Text section
>> begin

# Snake smugglers feel the squeeze



## herptrader (Aug 13, 2009)

*Published:* 8-13-2009
*Source:* Australian Customs and Border Protection Service Media Releases
*Author:* 

Customs and Border Protection has seized two boa constrictors in Perth and two corn snakes in Cairns as part of a major wildlife smuggling investigation.

The investigation began on 18 July when the Western Australian Department of Environment and Conservation (DEC) contacted Customs and Border Protection following a tip-off from a member of the public.

On 30 July, Customs and Border Protection investigators, assisted by DEC wildlife officers and WA Police, executed a Customs search warrant on a residential address at Quinns Rocks, Perth.

*Read More...*


----------



## herptrader (Aug 13, 2009)

They always do good photos:

http://www.customs.gov.au/webdata/resources/photogallery/baby_boa_constrictors_web.jpg
http://www.customs.gov.au/webdata/resources/photogallery/corn_snake_one.jpg
http://www.customs.gov.au/webdata/resources/photogallery/corn_snake_two.jpg


----------



## PilbaraPythons (Aug 13, 2009)

The chap with boa's in Perth, few weeks ago was openly discussing on my W.A forum about his up and coming acquisition and was warned by another member that it’s illegal. Absolute suicide considering the D.E.C often read posts on it. Now he is claiming that the person on my site who had a go at him before he got raided is a nark. Some people really deserve what they get.

>> end

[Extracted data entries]
>> begin

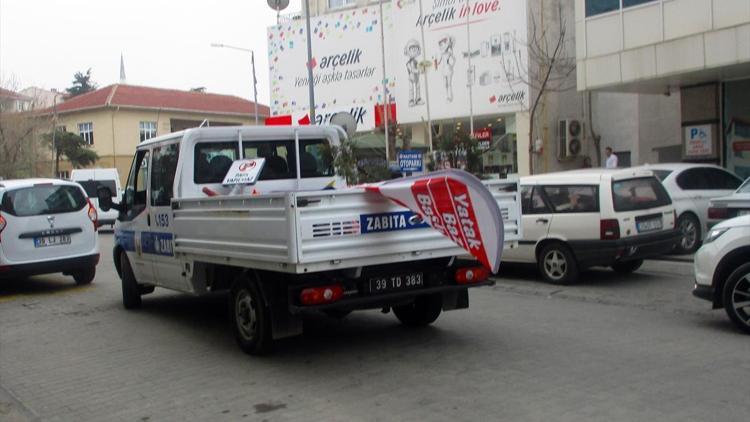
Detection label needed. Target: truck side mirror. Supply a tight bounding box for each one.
[96,186,114,212]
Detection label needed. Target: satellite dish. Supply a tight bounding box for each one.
[331,111,357,138]
[267,0,289,12]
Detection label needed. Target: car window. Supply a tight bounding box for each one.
[0,184,87,217]
[521,186,550,214]
[677,167,711,190]
[612,177,672,211]
[706,168,742,190]
[543,185,599,213]
[651,170,672,182]
[242,139,297,180]
[125,150,149,220]
[737,177,750,193]
[151,143,180,207]
[299,139,334,179]
[193,142,239,183]
[78,180,117,198]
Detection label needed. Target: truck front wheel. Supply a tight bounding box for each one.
[393,293,443,327]
[230,276,273,355]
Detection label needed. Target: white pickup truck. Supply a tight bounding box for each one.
[99,127,521,354]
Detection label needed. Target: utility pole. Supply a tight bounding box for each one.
[211,43,259,126]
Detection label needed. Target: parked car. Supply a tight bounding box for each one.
[0,179,99,284]
[503,169,680,284]
[70,168,122,226]
[693,215,750,334]
[633,163,742,254]
[708,177,750,228]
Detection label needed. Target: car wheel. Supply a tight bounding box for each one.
[120,251,143,309]
[229,276,273,355]
[393,293,443,327]
[612,259,643,274]
[73,267,96,286]
[537,243,578,284]
[675,214,701,254]
[723,262,750,334]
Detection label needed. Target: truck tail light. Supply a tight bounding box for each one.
[86,198,99,231]
[454,267,490,284]
[299,284,344,305]
[708,207,729,220]
[599,219,620,240]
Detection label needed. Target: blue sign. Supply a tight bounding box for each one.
[359,211,429,234]
[398,151,422,173]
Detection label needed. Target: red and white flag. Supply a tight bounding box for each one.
[365,170,504,273]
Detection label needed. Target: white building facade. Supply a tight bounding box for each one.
[575,0,750,177]
[268,0,679,175]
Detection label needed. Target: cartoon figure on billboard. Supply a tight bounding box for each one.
[404,39,424,107]
[435,35,456,102]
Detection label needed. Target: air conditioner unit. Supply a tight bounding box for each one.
[557,119,583,160]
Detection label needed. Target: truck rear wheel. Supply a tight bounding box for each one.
[120,251,143,309]
[230,276,273,355]
[393,293,443,327]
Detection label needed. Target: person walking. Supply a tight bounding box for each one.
[604,147,617,169]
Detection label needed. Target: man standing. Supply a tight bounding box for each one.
[604,147,617,169]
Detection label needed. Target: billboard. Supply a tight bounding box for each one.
[268,4,395,131]
[389,0,529,123]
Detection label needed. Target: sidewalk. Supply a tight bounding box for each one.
[641,254,693,277]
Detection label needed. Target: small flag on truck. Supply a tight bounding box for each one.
[365,170,504,273]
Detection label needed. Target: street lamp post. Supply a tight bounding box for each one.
[211,43,258,126]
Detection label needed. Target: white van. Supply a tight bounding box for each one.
[503,169,680,284]
[70,168,122,226]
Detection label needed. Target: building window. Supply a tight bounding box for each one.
[78,122,94,145]
[328,0,356,9]
[622,0,658,8]
[586,0,659,16]
[138,122,156,142]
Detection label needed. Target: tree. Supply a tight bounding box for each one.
[44,130,99,174]
[66,68,97,98]
[0,79,49,179]
[503,0,576,174]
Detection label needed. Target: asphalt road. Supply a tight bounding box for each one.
[0,233,750,422]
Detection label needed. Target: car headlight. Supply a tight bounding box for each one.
[703,227,729,243]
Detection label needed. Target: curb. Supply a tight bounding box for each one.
[640,259,694,277]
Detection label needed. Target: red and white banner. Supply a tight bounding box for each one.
[365,170,504,273]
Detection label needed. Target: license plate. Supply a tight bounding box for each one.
[637,218,662,233]
[370,273,424,293]
[34,234,70,248]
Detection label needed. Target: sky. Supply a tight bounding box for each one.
[0,0,301,104]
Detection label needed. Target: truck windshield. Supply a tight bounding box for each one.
[193,139,334,183]
[612,177,672,211]
[78,180,117,198]
[0,184,86,217]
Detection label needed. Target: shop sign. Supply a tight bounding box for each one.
[474,127,492,151]
[388,0,529,123]
[398,151,423,173]
[685,125,713,157]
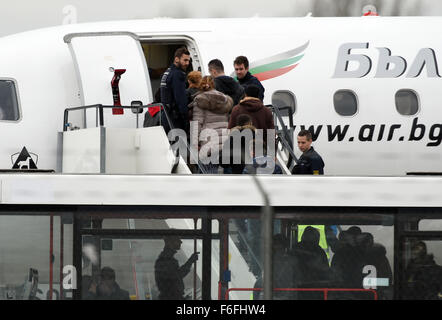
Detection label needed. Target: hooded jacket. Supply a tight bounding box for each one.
[215,76,244,106]
[238,72,265,101]
[191,90,233,155]
[229,97,275,132]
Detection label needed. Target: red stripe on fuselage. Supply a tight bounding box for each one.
[254,64,298,81]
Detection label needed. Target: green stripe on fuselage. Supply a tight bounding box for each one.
[249,54,304,74]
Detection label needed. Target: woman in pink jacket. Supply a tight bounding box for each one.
[190,76,233,173]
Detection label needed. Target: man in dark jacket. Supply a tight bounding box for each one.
[292,130,325,175]
[155,236,199,300]
[233,56,265,101]
[209,59,244,106]
[160,47,190,133]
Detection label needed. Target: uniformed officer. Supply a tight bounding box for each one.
[160,47,190,133]
[292,130,325,175]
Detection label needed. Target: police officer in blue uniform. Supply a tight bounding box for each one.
[292,130,325,175]
[160,47,190,133]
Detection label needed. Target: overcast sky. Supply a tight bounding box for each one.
[0,0,442,36]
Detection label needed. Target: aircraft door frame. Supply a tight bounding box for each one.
[63,31,153,128]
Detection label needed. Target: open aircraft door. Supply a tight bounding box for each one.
[64,32,153,128]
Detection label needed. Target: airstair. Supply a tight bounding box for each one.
[60,105,262,299]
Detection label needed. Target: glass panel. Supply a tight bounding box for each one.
[95,219,201,230]
[229,213,394,300]
[395,90,419,116]
[419,219,442,231]
[333,90,358,116]
[0,80,20,121]
[401,239,442,300]
[82,236,202,300]
[0,216,72,300]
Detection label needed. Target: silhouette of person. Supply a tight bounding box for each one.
[292,226,330,300]
[155,236,199,300]
[405,241,442,300]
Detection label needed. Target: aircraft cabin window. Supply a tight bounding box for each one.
[272,90,296,116]
[0,80,20,121]
[395,89,419,116]
[333,90,358,117]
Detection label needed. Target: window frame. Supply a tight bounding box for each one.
[272,89,298,115]
[0,77,23,123]
[394,88,421,117]
[333,89,359,118]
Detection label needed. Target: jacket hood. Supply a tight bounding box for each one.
[215,76,238,95]
[193,90,233,114]
[239,97,264,112]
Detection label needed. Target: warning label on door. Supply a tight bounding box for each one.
[12,147,38,170]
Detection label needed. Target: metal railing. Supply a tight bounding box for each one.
[223,288,378,300]
[63,103,207,174]
[266,104,298,171]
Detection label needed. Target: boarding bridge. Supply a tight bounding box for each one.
[61,105,256,299]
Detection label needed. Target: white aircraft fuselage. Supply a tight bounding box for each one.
[0,17,442,176]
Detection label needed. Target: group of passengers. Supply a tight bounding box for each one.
[144,47,324,174]
[255,226,442,300]
[256,226,392,300]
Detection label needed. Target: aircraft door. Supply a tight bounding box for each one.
[64,32,153,128]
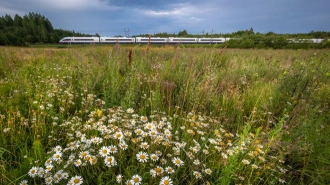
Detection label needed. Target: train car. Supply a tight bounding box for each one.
[135,37,168,44]
[198,38,226,44]
[59,37,100,44]
[168,37,198,44]
[100,37,135,44]
[311,39,323,44]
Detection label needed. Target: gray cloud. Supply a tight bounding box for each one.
[0,0,330,36]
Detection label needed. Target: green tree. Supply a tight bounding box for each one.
[178,30,188,37]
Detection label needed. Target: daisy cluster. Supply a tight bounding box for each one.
[21,102,287,185]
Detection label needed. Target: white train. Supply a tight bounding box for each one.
[59,37,230,44]
[59,37,323,44]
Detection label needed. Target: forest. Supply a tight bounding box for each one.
[0,12,90,46]
[0,12,330,49]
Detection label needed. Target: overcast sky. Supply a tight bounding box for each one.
[0,0,330,36]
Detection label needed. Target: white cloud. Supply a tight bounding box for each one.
[35,0,119,10]
[0,5,25,17]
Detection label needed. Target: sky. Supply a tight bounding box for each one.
[0,0,330,36]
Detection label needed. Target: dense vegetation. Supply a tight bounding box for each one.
[0,45,330,185]
[0,13,89,46]
[0,13,330,49]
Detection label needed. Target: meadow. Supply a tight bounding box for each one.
[0,45,330,185]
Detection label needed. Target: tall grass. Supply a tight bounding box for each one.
[0,45,330,184]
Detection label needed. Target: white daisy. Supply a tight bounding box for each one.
[132,174,142,185]
[116,174,123,183]
[136,152,149,163]
[99,146,110,157]
[172,157,184,167]
[19,180,28,185]
[109,145,118,154]
[150,154,159,161]
[159,176,173,185]
[165,166,175,174]
[69,175,84,185]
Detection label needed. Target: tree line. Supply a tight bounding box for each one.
[137,28,330,49]
[0,12,330,49]
[0,12,90,46]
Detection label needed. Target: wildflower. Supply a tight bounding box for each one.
[140,116,148,123]
[194,159,201,165]
[155,150,162,156]
[45,177,53,184]
[3,128,10,133]
[134,128,144,136]
[119,140,128,150]
[278,178,286,184]
[203,149,209,154]
[116,174,123,183]
[45,164,54,173]
[53,152,62,161]
[242,159,250,164]
[62,172,69,179]
[140,142,149,150]
[150,154,159,161]
[251,164,259,169]
[172,157,184,167]
[54,170,63,183]
[79,151,89,159]
[69,175,84,185]
[37,167,45,178]
[19,180,28,185]
[113,131,124,140]
[150,169,157,177]
[99,146,110,157]
[88,156,97,165]
[159,176,173,185]
[136,152,149,163]
[126,108,134,114]
[164,129,172,137]
[132,174,142,185]
[165,166,175,174]
[238,176,245,181]
[204,168,212,175]
[73,159,82,167]
[160,158,167,164]
[144,123,155,130]
[155,166,164,176]
[104,156,117,167]
[125,180,134,185]
[109,145,118,154]
[193,171,202,179]
[54,145,62,152]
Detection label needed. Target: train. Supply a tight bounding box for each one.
[59,37,230,44]
[59,37,324,44]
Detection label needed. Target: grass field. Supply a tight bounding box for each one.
[0,45,330,185]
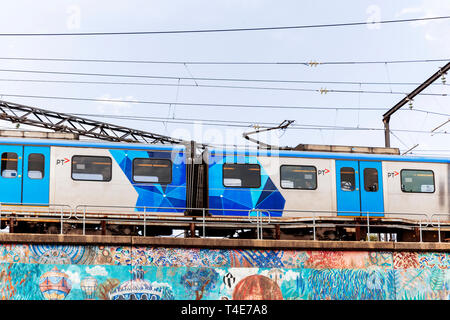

>> end

Stated goal A
List every web address that appears in the snake smuggling thread.
Stated goal B
Transcribe the stretch of the snake smuggling thread from "Customs and Border Protection has" through "Quinns Rocks, Perth.".
The records have no connection to the snake smuggling thread.

Written reply A
http://www.customs.gov.au/webdata/resources/photogallery/baby_boa_constrictors_web.jpg
http://www.customs.gov.au/webdata/resources/photogallery/corn_snake_one.jpg
http://www.customs.gov.au/webdata/resources/photogallery/corn_snake_two.jpg

Written reply B
Customs and Border Protection has seized two boa constrictors in Perth and two corn snakes in Cairns as part of a major wildlife smuggling investigation.

The investigation began on 18 July when the Western Australian Department of Environment and Conservation (DEC) contacted Customs and Border Protection following a tip-off from a member of the public.

On 30 July, Customs and Border Protection investigators, assisted by DEC wildlife officers and WA Police, executed a Customs search warrant on a residential address at Quinns Rocks, Perth.